The likelihood-based selection criterion H may now be calculated for any trial phase set {φtrial(h)}hS as follows.

  • (i) The Fourier synthesis ρcalc(r) is calculated with the use of the trial phases coupled with the observed magnitudes.

  • (ii) The trial molecular region [\Omega _\kappa ^{\rm trial}] is defined as the region of the highest ρcalc(r) values.

  • (iii) The probability is estimated (by a Monte Carlo type computer simulation) to have a high correlation between the observed magnitudes and those calculated from atomic positions randomly chosen inside the [\Omega^{\rm trial}_{\kappa}] region,

    [H [{\{{\varphi ^{\rm trial}({\bf h})}\}}] = P\{{C_F [{\{{F^{\rm obs}({\bf h})}\},\{{F^{\rm calc}({\bf h})}\}}] \ge \omega }\}. \eqno (12)]

As before, the idea of the phasing method is to randomly generate a number of variants and select those with a relatively high value of H[{φtrial(h)}].

6.2. Test phasing for elongation factor G

Some features of the application of the likelihood-based selection criterion are illustrated with test calculations performed with data from ribosomal elongation factor G (EFG, previously solved by Ævarsson et al., 1994[Ævarsson, A., Brazhnikov, E., Garber, M., Zhelnotsova, J., Chirgadze, Yu., al-Karadaghi, S., Svensson, L. A. & Liljas, A. (1994). EMBO J. 13, 3669-3677.]). The crystals belong to space group P212121, with unit-cell dimensions a = 75.9, b = 105.6, c = 115.9 Å, and contain one molecule (of 689 residues) per asymmetric unit. The 29 Å resolution set of reflections (30 independent reflections) was taken for the phasing.

→ Short exercise 1
From the citation in the excerpt on the likelihood-based selection criterion, list every author surname in the order given.
The entries have no connection to the excerpt on the likelihood-based selection criterion.

Coordinate annotation records
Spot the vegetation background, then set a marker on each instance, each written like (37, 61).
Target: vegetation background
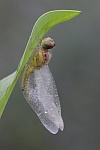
(75, 66)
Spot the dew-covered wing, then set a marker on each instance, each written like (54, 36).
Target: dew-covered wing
(42, 96)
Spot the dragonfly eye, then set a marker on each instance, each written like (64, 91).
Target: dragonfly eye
(48, 43)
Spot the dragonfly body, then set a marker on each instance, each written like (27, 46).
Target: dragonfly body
(39, 89)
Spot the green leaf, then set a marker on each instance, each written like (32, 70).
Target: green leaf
(41, 27)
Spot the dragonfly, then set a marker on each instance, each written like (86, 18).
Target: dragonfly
(39, 88)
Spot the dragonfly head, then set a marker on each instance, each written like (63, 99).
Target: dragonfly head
(47, 43)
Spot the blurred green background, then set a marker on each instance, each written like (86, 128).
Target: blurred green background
(75, 66)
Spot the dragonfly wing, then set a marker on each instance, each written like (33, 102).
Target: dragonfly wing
(42, 96)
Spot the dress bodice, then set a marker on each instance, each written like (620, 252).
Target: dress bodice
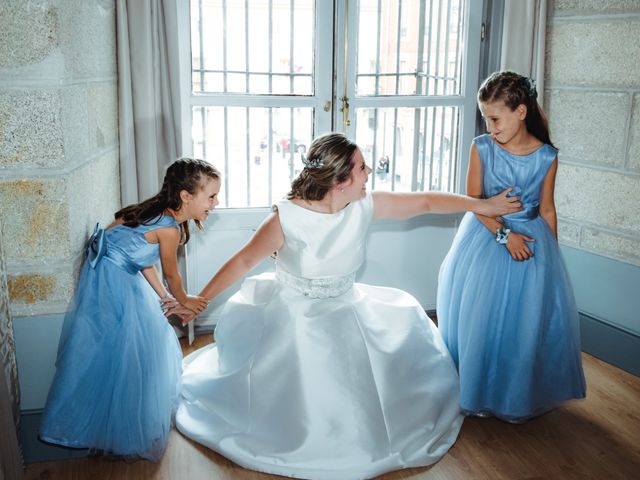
(323, 245)
(524, 173)
(129, 247)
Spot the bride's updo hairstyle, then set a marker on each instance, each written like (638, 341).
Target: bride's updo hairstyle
(327, 164)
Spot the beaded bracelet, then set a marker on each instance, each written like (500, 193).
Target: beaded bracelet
(502, 235)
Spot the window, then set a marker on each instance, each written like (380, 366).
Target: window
(266, 76)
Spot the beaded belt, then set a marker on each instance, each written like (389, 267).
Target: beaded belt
(316, 287)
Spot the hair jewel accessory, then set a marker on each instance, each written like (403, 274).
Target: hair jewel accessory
(312, 164)
(531, 87)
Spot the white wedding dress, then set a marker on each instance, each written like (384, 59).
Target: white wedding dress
(315, 376)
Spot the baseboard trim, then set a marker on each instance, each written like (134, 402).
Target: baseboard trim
(610, 343)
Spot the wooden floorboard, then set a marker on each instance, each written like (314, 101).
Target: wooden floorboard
(596, 438)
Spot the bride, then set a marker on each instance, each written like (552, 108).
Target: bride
(313, 375)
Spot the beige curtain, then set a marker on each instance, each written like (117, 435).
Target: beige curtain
(523, 39)
(149, 94)
(10, 455)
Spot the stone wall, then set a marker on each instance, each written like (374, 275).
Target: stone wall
(592, 98)
(59, 170)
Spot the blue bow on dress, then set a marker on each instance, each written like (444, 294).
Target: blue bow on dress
(97, 246)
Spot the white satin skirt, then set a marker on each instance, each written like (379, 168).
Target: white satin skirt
(346, 387)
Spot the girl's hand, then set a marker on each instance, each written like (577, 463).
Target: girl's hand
(184, 314)
(517, 246)
(195, 303)
(500, 204)
(167, 303)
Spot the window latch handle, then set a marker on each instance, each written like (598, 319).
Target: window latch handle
(345, 111)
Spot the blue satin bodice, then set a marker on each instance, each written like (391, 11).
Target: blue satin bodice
(127, 247)
(524, 173)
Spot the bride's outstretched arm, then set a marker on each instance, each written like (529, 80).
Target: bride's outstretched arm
(407, 205)
(267, 239)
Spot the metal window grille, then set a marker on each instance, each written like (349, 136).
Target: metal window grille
(252, 67)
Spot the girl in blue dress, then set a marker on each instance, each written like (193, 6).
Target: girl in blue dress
(118, 368)
(505, 305)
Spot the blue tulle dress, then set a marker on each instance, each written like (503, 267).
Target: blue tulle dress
(118, 370)
(511, 327)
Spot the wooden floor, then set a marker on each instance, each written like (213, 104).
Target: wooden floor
(597, 438)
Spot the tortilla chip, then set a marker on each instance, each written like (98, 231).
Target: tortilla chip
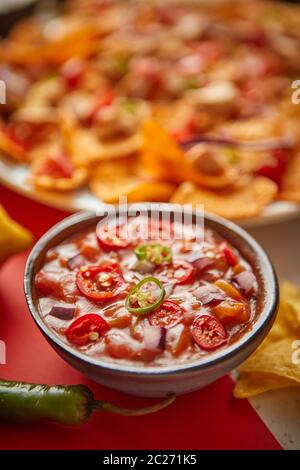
(251, 384)
(275, 364)
(12, 148)
(164, 160)
(86, 148)
(290, 189)
(114, 179)
(78, 40)
(233, 203)
(44, 181)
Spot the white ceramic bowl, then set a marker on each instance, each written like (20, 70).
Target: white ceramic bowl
(159, 381)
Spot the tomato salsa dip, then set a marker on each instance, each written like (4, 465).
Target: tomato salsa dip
(150, 302)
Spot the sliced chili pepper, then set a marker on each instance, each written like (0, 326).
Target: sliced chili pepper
(86, 329)
(167, 315)
(208, 332)
(23, 402)
(141, 300)
(178, 272)
(110, 238)
(230, 256)
(154, 252)
(100, 282)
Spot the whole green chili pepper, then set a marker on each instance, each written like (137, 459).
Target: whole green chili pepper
(73, 404)
(141, 301)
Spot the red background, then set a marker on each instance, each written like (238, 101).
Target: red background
(208, 419)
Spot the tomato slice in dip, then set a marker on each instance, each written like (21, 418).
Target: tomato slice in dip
(157, 301)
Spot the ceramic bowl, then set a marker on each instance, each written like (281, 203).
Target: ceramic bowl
(159, 381)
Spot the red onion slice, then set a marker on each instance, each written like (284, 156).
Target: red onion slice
(209, 293)
(152, 337)
(63, 313)
(76, 262)
(246, 282)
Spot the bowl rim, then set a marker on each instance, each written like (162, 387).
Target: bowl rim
(260, 327)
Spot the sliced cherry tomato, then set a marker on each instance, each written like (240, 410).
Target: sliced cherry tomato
(276, 168)
(100, 282)
(178, 272)
(56, 166)
(105, 99)
(230, 256)
(231, 312)
(111, 238)
(72, 72)
(167, 315)
(208, 332)
(86, 329)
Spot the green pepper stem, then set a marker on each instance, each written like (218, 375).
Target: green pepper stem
(99, 405)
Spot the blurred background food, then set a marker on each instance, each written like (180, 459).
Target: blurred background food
(188, 101)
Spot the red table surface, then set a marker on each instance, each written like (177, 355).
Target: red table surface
(207, 419)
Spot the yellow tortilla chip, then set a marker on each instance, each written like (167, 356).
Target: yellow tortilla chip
(276, 363)
(48, 181)
(114, 179)
(251, 384)
(12, 148)
(290, 190)
(238, 202)
(86, 148)
(78, 40)
(163, 159)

→ Short exercise 2
In the entries, swap "bowl" for "dish" throughout the part that opens with the line containing "Spot the ceramic" and closes with the last entry line. Give only that part, otherwise unchanged.

→ Right answer 1
Ævarsson, Brazhnikov, Garber, Zhelnotsova, Chirgadze, al-Karadaghi, Svensson, Liljas

→ Right answer 2
Spot the ceramic dish, then set a marker on each instance, each written like (281, 203).
Target: ceramic dish
(159, 381)
Spot the red onion slice, then set a marker on each instance, each written like (284, 156).
Target: red onion slice
(209, 293)
(152, 337)
(63, 313)
(76, 262)
(246, 282)
Spot the dish rim, then set a marker on each instance, each written like (162, 387).
Target: dish rim
(260, 327)
Spot the sliced cherry tomato, then set a marker on each instance, each written like (240, 410).
Target: sliced cherry tomato
(276, 168)
(100, 282)
(178, 272)
(56, 166)
(105, 99)
(230, 256)
(231, 312)
(111, 238)
(72, 72)
(167, 315)
(208, 332)
(86, 329)
Spot the green pepper stem, then set a marker on each instance, each written like (218, 375).
Target: green pepper stem
(99, 405)
Spot the blurred background food, then set a marker on each instance, each written like (180, 459).
Target: blurred background food
(188, 101)
Spot the red table surface, then set a marker on each instance, each written like (177, 355).
Target: red table surface
(207, 419)
Spot the yellow tortilla chip, then set a marker on each instance, each written like (167, 356).
Target: yellow tortilla chip
(276, 363)
(48, 181)
(114, 179)
(251, 384)
(12, 148)
(290, 190)
(238, 202)
(86, 148)
(78, 40)
(163, 159)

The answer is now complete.